* **Records from a data source**
________________________________________

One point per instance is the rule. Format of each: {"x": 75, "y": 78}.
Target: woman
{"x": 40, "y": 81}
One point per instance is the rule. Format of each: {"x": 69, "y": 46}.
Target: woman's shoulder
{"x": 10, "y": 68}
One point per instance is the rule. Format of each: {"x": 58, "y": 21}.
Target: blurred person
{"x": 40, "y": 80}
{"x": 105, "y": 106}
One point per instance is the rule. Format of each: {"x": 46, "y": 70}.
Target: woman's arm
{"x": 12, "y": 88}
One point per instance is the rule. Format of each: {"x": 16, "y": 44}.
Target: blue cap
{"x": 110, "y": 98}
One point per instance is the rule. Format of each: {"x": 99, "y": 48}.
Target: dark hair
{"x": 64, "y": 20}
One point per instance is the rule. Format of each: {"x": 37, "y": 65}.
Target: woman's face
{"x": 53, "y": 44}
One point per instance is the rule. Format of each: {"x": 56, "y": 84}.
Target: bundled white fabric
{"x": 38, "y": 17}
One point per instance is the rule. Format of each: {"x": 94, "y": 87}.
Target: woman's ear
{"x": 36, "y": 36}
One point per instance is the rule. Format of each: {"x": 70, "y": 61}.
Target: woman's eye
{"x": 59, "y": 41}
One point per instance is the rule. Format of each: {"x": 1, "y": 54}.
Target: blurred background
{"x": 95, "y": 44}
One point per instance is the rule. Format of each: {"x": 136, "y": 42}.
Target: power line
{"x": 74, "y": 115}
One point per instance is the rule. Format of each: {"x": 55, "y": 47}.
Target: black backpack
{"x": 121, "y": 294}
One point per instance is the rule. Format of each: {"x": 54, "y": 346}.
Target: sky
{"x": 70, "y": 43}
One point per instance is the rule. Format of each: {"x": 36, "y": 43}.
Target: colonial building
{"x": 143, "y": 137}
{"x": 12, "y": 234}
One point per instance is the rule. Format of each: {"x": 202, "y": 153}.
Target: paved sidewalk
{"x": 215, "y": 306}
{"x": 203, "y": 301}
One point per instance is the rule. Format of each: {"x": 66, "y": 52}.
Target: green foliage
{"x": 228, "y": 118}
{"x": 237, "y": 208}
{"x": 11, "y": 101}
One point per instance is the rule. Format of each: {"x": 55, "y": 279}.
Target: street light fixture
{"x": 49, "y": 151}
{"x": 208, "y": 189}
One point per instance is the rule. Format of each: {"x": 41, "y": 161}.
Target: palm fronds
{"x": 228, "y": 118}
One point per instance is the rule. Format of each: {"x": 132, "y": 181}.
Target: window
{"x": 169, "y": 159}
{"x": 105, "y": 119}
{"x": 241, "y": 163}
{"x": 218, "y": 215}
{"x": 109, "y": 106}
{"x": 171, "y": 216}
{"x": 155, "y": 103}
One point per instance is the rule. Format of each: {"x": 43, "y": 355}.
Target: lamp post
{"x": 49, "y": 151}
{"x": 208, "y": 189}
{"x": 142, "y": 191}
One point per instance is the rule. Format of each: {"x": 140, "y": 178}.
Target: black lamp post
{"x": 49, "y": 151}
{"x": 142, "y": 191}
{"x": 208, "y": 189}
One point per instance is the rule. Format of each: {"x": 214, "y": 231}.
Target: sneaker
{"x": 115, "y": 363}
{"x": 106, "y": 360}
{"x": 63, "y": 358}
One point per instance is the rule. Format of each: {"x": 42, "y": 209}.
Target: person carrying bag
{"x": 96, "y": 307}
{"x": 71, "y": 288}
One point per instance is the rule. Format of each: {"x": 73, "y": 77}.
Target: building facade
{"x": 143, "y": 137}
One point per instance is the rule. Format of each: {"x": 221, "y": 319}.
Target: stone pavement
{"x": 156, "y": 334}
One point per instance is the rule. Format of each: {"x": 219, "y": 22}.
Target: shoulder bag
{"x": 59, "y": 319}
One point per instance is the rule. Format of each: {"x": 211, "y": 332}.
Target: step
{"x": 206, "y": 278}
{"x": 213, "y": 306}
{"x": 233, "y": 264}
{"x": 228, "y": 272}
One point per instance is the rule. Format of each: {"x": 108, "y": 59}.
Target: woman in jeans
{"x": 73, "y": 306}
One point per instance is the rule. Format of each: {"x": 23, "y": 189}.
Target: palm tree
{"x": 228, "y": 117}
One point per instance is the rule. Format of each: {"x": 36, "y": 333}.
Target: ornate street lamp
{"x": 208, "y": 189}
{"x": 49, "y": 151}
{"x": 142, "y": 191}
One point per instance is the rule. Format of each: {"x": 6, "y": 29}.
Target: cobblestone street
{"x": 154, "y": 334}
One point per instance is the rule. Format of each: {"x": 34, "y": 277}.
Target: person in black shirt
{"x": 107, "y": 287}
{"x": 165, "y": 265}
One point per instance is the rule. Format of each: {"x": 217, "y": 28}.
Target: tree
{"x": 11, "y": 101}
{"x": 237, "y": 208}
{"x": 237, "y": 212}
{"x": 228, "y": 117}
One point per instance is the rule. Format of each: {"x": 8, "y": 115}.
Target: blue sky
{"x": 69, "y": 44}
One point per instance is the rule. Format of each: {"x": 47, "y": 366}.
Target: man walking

________________________________________

* **INSTRUCTIONS TO FOLLOW**
The listing above should be transcribed in full, exactly as written.

* **THE OUTPUT**
One point per instance is the rule. Format of each: {"x": 75, "y": 78}.
Target: woman
{"x": 40, "y": 81}
One point per instance is the rule. Format of each: {"x": 69, "y": 46}.
Target: woman's shoulder
{"x": 10, "y": 68}
One point per instance is the rule. Format of each: {"x": 58, "y": 21}.
Target: blurred person
{"x": 40, "y": 80}
{"x": 105, "y": 106}
One point per instance is the rule. Format of each: {"x": 46, "y": 70}.
Target: woman's arm
{"x": 12, "y": 88}
One point per instance is the rule. Format of each: {"x": 16, "y": 44}.
Target: blue cap
{"x": 110, "y": 98}
One point per instance is the rule. Format of each: {"x": 99, "y": 48}.
Target: dark hair
{"x": 64, "y": 20}
One point per instance is the rule. Format of each: {"x": 37, "y": 65}.
Target: woman's face
{"x": 53, "y": 44}
One point per instance is the rule. Format of each: {"x": 56, "y": 84}.
Target: bundled white fabric
{"x": 38, "y": 17}
One point per instance is the rule. Format of each: {"x": 94, "y": 87}.
Target: woman's ear
{"x": 36, "y": 36}
One point per instance is the rule. Format of each: {"x": 70, "y": 61}.
Target: woman's eye
{"x": 59, "y": 41}
One point per instance is the rule. Format of each: {"x": 1, "y": 54}.
Target: blurred background
{"x": 95, "y": 44}
One point per instance is the rule. Format of each: {"x": 136, "y": 42}.
Target: power line
{"x": 74, "y": 115}
One point per instance is the rule. Format of each: {"x": 55, "y": 47}.
Target: black backpack
{"x": 121, "y": 294}
One point per instance is the rule. Format of each: {"x": 54, "y": 346}.
Target: sky
{"x": 70, "y": 43}
One point per instance is the rule. Format of each: {"x": 36, "y": 43}.
Target: colonial building
{"x": 143, "y": 137}
{"x": 12, "y": 234}
One point per instance is the rule. Format of each: {"x": 202, "y": 153}.
Target: paved sidewalk
{"x": 215, "y": 306}
{"x": 203, "y": 301}
One point per instance is the rule. Format of each: {"x": 66, "y": 52}.
Target: green foliage
{"x": 228, "y": 118}
{"x": 237, "y": 208}
{"x": 11, "y": 101}
One point per instance is the rule. Format of each: {"x": 55, "y": 279}.
Target: street light fixture
{"x": 49, "y": 151}
{"x": 208, "y": 189}
One point per instance is the rule. Format of each: {"x": 41, "y": 161}.
Target: palm fronds
{"x": 228, "y": 118}
One point per instance is the rule. Format of each: {"x": 132, "y": 181}.
Target: window
{"x": 169, "y": 159}
{"x": 105, "y": 119}
{"x": 241, "y": 163}
{"x": 218, "y": 215}
{"x": 109, "y": 106}
{"x": 171, "y": 216}
{"x": 155, "y": 103}
One point per instance is the rule. Format of each: {"x": 43, "y": 355}.
Target: lamp post
{"x": 49, "y": 151}
{"x": 208, "y": 189}
{"x": 142, "y": 191}
One point per instance is the rule. Format of each: {"x": 140, "y": 178}.
Target: black lamp post
{"x": 49, "y": 151}
{"x": 142, "y": 191}
{"x": 208, "y": 189}
One point per instance is the rule. Format of each: {"x": 214, "y": 231}.
Target: sneaker
{"x": 115, "y": 363}
{"x": 106, "y": 360}
{"x": 63, "y": 358}
One point per instance is the rule. Format of each: {"x": 42, "y": 209}.
Target: person carrying bag
{"x": 96, "y": 307}
{"x": 71, "y": 288}
One point per instance is the rule. Format of each: {"x": 73, "y": 77}.
Target: building facade
{"x": 143, "y": 137}
One point per instance is the rule. Format of each: {"x": 221, "y": 319}.
Target: stone pavement
{"x": 156, "y": 334}
One point per instance is the rule. Format of each: {"x": 219, "y": 22}.
Target: shoulder bag
{"x": 59, "y": 319}
One point per instance is the rule. Format of each: {"x": 211, "y": 332}.
Target: step
{"x": 206, "y": 278}
{"x": 213, "y": 306}
{"x": 233, "y": 264}
{"x": 228, "y": 272}
One point per instance is the rule. Format of each: {"x": 108, "y": 59}.
Target: woman in jeans
{"x": 73, "y": 306}
One point per instance is the rule. Format of each: {"x": 23, "y": 189}.
Target: palm tree
{"x": 228, "y": 117}
One point per instance is the rule. Format of each: {"x": 36, "y": 333}.
Target: ornate street lamp
{"x": 208, "y": 189}
{"x": 49, "y": 151}
{"x": 142, "y": 191}
One point per instance is the rule. Format of each: {"x": 6, "y": 29}.
Target: cobblestone street
{"x": 154, "y": 334}
One point per instance is the rule. Format of each: {"x": 34, "y": 277}.
Target: person in black shirt
{"x": 107, "y": 287}
{"x": 165, "y": 265}
One point per instance is the rule. Format of each: {"x": 217, "y": 28}.
Target: tree
{"x": 11, "y": 101}
{"x": 237, "y": 208}
{"x": 237, "y": 212}
{"x": 228, "y": 117}
One point per instance is the rule. Format of each: {"x": 8, "y": 115}.
Target: blue sky
{"x": 69, "y": 44}
One point per instance is the rule. Format of each: {"x": 47, "y": 366}.
Target: man walking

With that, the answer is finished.